===== TASK MATERIAL =====
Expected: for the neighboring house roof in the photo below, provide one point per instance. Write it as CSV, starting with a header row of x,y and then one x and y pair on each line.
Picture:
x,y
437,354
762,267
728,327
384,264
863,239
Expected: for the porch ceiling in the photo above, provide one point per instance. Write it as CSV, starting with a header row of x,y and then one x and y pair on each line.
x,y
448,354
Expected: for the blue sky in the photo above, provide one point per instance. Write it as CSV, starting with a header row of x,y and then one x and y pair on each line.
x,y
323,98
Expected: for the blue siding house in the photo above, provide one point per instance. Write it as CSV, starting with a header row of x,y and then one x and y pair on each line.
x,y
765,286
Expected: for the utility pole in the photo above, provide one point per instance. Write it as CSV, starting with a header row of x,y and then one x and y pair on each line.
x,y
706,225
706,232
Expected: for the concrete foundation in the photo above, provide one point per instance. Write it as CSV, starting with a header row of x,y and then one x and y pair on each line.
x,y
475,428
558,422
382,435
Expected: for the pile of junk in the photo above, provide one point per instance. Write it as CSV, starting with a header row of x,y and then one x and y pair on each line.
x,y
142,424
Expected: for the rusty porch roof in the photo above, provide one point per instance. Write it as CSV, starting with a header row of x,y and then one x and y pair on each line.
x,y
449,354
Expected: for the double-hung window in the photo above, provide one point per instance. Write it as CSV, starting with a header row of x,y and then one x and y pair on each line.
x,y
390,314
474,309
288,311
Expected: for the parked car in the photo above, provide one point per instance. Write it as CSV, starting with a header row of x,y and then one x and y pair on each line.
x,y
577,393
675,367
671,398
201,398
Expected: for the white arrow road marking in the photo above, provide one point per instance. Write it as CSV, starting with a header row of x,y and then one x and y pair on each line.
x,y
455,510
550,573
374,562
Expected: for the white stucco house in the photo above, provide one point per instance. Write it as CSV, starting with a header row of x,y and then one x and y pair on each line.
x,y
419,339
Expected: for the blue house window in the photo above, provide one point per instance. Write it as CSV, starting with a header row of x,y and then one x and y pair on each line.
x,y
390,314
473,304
=====
===== TASK MATERIAL =====
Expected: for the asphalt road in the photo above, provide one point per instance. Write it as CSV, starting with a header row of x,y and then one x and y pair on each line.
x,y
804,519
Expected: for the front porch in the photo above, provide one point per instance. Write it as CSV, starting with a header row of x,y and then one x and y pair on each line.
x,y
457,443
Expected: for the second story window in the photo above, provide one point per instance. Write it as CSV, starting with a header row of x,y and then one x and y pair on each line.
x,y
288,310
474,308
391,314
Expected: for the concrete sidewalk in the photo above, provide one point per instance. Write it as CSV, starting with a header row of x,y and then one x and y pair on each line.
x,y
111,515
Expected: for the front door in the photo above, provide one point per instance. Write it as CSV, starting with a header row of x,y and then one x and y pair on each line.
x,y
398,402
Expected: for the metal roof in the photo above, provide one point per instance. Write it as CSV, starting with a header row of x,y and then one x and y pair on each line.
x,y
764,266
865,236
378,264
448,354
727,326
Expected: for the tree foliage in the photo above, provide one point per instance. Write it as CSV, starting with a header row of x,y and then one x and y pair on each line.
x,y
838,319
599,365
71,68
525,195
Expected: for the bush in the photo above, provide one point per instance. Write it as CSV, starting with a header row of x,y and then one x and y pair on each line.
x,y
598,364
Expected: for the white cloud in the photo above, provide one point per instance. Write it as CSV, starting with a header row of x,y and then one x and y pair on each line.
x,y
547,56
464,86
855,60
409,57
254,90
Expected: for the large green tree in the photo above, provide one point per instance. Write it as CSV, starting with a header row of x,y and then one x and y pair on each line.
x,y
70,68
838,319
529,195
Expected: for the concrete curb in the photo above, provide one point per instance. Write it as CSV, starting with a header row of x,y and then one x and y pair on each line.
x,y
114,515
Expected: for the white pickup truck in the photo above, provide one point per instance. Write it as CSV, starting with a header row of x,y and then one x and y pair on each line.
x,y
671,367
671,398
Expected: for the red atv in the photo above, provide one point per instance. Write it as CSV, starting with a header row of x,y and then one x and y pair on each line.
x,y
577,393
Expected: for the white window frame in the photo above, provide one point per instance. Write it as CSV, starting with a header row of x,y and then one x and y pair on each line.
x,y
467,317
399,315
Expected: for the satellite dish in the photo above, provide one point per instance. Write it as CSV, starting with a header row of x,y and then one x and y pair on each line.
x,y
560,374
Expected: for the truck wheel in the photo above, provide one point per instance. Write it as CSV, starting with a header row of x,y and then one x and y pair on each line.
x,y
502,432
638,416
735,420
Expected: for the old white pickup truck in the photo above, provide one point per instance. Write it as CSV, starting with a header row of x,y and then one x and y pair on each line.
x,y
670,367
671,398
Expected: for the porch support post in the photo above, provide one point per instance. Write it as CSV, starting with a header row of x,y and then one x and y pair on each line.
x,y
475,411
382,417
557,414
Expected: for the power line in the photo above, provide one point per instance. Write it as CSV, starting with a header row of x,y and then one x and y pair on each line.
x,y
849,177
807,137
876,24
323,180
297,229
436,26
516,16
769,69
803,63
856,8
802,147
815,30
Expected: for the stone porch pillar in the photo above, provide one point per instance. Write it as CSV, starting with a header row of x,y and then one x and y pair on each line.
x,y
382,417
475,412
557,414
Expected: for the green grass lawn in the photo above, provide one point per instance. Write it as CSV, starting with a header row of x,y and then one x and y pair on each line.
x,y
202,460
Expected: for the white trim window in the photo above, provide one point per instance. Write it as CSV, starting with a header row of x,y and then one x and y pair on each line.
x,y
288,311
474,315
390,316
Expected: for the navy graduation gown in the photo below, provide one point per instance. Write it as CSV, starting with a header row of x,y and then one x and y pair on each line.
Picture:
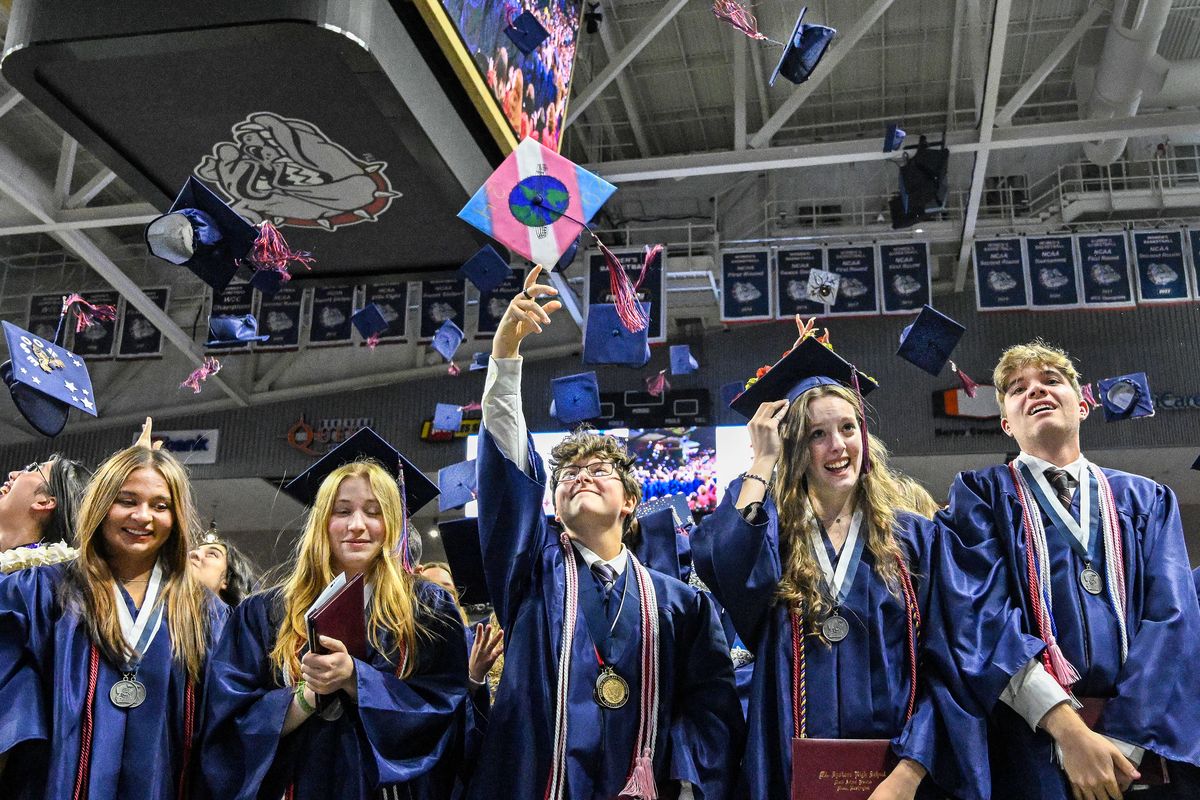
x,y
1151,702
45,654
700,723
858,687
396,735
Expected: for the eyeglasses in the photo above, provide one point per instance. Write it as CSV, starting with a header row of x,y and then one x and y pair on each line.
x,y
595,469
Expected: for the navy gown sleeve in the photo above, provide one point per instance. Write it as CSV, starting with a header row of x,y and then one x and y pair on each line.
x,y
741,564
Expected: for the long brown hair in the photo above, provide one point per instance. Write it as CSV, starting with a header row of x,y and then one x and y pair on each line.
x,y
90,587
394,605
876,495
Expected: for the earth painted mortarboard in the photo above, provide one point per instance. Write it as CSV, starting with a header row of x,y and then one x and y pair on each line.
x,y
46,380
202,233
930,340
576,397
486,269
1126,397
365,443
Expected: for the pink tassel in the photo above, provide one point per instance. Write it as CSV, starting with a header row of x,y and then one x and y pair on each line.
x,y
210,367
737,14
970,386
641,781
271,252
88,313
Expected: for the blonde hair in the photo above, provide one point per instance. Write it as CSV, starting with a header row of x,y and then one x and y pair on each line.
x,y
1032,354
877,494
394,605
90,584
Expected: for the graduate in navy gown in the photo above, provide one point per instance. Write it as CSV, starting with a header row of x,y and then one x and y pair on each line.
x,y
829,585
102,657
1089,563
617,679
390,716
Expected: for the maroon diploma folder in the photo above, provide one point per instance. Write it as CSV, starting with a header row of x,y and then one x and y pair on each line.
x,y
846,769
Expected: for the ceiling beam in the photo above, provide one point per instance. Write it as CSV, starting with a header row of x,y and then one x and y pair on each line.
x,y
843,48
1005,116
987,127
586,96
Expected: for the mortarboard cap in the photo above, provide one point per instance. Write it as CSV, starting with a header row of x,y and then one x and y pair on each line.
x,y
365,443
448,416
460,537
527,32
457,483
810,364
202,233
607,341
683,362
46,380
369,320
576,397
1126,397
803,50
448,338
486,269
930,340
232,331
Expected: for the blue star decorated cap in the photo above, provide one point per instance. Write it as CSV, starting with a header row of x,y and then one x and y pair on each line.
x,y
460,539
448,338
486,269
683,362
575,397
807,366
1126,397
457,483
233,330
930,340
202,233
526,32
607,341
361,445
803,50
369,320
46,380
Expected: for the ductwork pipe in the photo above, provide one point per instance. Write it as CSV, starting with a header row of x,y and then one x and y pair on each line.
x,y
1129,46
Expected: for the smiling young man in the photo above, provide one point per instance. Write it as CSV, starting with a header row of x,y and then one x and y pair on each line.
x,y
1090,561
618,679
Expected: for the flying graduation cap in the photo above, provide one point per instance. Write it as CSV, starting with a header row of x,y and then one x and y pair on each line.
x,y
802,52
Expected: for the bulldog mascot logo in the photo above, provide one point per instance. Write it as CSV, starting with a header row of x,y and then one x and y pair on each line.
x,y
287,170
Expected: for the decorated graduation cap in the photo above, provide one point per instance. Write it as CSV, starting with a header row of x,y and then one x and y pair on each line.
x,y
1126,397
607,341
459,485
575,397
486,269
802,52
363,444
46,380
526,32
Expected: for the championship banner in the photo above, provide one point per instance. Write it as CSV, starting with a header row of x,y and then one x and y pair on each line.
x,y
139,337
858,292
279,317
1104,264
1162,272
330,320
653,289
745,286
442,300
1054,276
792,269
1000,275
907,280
=====
===== TASK MATERIAL =====
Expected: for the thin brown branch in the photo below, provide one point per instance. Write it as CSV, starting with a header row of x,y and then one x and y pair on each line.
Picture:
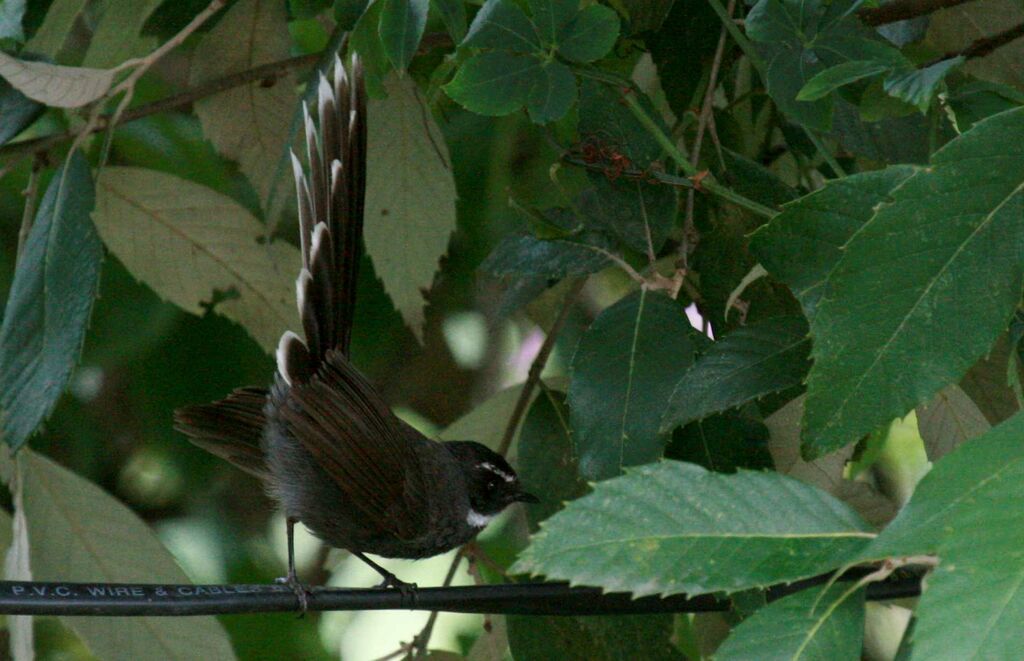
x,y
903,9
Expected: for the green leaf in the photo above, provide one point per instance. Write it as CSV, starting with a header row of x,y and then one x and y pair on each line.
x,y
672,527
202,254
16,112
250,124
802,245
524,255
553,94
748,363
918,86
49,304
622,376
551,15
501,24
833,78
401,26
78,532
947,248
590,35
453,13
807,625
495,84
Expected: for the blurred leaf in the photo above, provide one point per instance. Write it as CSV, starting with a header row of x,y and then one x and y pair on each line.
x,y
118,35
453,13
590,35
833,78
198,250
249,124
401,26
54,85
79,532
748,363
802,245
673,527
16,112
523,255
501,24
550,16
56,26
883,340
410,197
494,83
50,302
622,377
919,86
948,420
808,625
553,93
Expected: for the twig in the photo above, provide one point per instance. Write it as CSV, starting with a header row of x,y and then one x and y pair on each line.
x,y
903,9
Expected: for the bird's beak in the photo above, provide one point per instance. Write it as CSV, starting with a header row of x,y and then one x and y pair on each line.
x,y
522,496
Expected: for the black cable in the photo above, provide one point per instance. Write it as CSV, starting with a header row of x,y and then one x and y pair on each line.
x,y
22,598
=====
§ EXERCISE DESCRIPTION:
Pull out every line of the items above that contains the string "porch". Letter case matters when matching.

§ TASK ANSWER:
Expected: for the porch ceiling in the photo above, provide one point per instance. Write it as CSV, starting with a header row of x,y and then one x and y pair on each line.
Expected: for the rusty porch roof in the photo above, provide one point per instance. Write it as CSV, starting with a header row of x,y and then one x and y pair on each line.
Expected: for the front porch in the photo above, provide one point per instance. Write it as CSV, starting with a header row of x,y and then one x and y pair on each line.
Expected: for the porch support post in the photo above, provide one point per instance. Write it as CSV, starting with a header row of x,y and then one x and y pair on each line.
Expected: for the stone porch pillar in the photo above, provide one point per instance. Write it as CSV, starting with a header row of x,y and then one x and y pair on each line.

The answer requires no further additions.